### FRAGMENTO
Cuando llegamos al lugar, yo sólo le pedía a Dios que algo pasara, que viniera el papá de mi hijo a rescatarnos, que algo impidiera el aborto. Pero nada de eso ocurrió, nada de eso. Sólo me decían lo que tenía que hacer y yo comencé a llorar y le suplicaba a mi mamá que me sacara de ahí, que por favor nos fuéramos. Yo la veía llorar al lado mío, pero no hizo nada. Cuando pasó todo y la enfermera me anestesió, no sentí dolor físico, pero sí sentí que junto con mi hijo me estaban arrancando la vida. Sentí que esa niña inocente, con sueños y proyectos, con ganas de vivir, estaba muriendo también. Cuando todo termino, lo único que quería era morir. Ese día caí en un hoyo oscuro y profundo y más que vivir, comencé a sobrevivir.
Yo no entendía por qué Dios permitió que me pasara todo eso, y comencé a creer que era porque era mala, y así pase muchos años. Cada cosa buena que me pasaba, yo misma me encargaba de alejarla, porque no la merecía. Dejé de creer en el amor y cualquier cosa buena que me llegaba, me encargaba de alejarme de ella lo más pronto posible. De una u otra manera, intenté olvidar lo ocurrido, hacer como si nunca hubiera pasado, pero fue imposible. Muchas veces me desvelé llorando sin saber por qué y, por más que intentara negarlo, mis peores pesadillas se encargaban de recordármelo.

### DATOS PROPORCIONADOS
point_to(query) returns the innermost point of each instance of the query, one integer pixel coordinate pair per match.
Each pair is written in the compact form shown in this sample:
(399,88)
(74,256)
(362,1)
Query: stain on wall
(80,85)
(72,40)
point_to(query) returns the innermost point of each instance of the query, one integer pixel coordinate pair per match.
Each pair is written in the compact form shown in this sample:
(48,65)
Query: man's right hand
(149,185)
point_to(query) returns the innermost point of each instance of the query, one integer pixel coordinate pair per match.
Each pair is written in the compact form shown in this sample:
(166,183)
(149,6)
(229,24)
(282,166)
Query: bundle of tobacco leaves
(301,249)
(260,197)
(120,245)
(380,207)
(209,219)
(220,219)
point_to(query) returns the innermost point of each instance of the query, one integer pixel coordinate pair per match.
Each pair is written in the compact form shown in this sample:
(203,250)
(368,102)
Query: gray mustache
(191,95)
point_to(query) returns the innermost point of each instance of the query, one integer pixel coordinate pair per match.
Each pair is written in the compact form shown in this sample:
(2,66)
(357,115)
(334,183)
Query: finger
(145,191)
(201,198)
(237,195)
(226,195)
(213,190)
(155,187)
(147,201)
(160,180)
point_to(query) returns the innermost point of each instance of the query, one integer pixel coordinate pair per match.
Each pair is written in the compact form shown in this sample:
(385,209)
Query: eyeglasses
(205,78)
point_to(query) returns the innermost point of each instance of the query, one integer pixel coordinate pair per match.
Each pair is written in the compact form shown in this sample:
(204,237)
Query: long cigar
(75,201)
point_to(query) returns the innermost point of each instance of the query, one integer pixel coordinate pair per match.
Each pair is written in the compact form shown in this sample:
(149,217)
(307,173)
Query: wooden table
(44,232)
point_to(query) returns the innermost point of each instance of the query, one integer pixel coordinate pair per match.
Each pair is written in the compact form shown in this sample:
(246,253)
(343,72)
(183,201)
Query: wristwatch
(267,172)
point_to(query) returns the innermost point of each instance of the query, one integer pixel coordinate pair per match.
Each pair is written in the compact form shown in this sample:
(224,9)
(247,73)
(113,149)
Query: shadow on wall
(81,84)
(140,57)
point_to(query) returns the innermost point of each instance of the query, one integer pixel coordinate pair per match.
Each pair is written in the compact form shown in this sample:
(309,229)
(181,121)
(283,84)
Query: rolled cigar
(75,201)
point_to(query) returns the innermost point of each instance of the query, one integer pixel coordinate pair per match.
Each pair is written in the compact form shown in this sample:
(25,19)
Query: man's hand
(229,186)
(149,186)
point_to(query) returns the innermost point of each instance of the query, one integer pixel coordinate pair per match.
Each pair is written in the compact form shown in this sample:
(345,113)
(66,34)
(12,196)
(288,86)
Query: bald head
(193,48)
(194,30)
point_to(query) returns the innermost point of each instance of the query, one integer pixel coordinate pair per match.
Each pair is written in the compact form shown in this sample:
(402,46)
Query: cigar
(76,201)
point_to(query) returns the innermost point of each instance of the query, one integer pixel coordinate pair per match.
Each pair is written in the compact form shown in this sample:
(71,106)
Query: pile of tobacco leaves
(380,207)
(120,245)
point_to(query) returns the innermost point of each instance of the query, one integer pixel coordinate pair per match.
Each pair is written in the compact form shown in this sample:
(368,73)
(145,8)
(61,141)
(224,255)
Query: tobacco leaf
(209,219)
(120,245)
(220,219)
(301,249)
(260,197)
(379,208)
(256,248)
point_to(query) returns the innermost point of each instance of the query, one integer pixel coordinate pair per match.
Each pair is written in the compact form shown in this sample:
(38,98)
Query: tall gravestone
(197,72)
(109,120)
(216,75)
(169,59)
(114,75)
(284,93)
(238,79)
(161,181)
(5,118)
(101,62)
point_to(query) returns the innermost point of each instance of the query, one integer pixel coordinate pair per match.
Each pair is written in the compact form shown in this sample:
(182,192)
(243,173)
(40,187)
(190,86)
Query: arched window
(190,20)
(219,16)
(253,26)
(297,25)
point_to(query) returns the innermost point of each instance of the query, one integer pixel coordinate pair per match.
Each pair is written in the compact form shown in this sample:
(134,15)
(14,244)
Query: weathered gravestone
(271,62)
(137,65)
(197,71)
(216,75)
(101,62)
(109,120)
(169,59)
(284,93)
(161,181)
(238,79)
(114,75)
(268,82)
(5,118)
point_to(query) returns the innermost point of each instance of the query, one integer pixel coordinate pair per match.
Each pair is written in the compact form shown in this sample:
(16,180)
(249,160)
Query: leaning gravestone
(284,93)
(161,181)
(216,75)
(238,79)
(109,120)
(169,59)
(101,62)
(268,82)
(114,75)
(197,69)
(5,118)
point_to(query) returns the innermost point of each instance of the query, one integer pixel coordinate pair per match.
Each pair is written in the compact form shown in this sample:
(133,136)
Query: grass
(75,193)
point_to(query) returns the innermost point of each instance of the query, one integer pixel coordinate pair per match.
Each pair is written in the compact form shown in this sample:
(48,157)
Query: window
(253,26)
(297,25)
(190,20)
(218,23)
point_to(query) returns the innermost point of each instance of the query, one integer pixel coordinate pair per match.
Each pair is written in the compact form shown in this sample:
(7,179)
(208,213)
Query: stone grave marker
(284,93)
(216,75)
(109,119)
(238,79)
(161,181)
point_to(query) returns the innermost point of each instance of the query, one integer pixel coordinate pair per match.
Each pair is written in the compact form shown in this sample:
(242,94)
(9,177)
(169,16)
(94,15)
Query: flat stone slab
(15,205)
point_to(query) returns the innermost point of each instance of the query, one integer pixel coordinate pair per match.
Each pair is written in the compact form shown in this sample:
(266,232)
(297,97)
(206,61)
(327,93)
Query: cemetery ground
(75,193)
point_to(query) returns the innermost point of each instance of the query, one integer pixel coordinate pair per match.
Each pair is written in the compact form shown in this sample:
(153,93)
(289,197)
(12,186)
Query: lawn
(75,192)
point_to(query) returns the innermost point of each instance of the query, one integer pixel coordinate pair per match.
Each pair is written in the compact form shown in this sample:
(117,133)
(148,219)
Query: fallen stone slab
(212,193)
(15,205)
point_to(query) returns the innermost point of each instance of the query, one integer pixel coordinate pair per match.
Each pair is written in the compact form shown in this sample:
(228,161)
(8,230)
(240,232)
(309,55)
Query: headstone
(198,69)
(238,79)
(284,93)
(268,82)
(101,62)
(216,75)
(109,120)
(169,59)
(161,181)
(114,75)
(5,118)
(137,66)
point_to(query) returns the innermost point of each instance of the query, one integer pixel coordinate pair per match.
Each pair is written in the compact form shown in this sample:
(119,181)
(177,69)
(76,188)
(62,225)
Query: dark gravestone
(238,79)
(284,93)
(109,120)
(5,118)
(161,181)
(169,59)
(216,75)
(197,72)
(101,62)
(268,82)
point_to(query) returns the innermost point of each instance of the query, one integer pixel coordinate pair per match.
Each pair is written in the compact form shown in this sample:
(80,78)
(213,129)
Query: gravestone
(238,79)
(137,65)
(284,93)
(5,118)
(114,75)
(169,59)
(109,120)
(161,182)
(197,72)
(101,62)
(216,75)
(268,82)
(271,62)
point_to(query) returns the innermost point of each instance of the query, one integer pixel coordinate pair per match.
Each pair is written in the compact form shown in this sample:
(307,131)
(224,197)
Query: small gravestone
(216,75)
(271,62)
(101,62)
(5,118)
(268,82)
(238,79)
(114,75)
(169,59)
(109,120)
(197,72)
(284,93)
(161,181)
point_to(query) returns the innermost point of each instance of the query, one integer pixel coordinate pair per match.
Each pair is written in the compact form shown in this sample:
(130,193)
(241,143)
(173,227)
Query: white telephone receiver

### ACTIVIDADES PROPUESTAS
1/ Responde según el testimonio:
(a) ¿Quién lloraba al lado de quien narra?
(b) ¿Quién anestesió a quien narra?
(c) ¿Qué le recordaba lo ocurrido por más que intentara negarlo?
2/ Según el testimonio, ¿qué le pedía a Dios quien narra al llegar al lugar? Enuméralo todo.

### SOLUCIONES
1/
(a) Su mamá.
(b) La enfermera.
(c) Sus peores pesadillas.

2/
- Que algo pasara.
- Que viniera el papá de su hijo a rescatarlos.
- Que algo impidiera el aborto.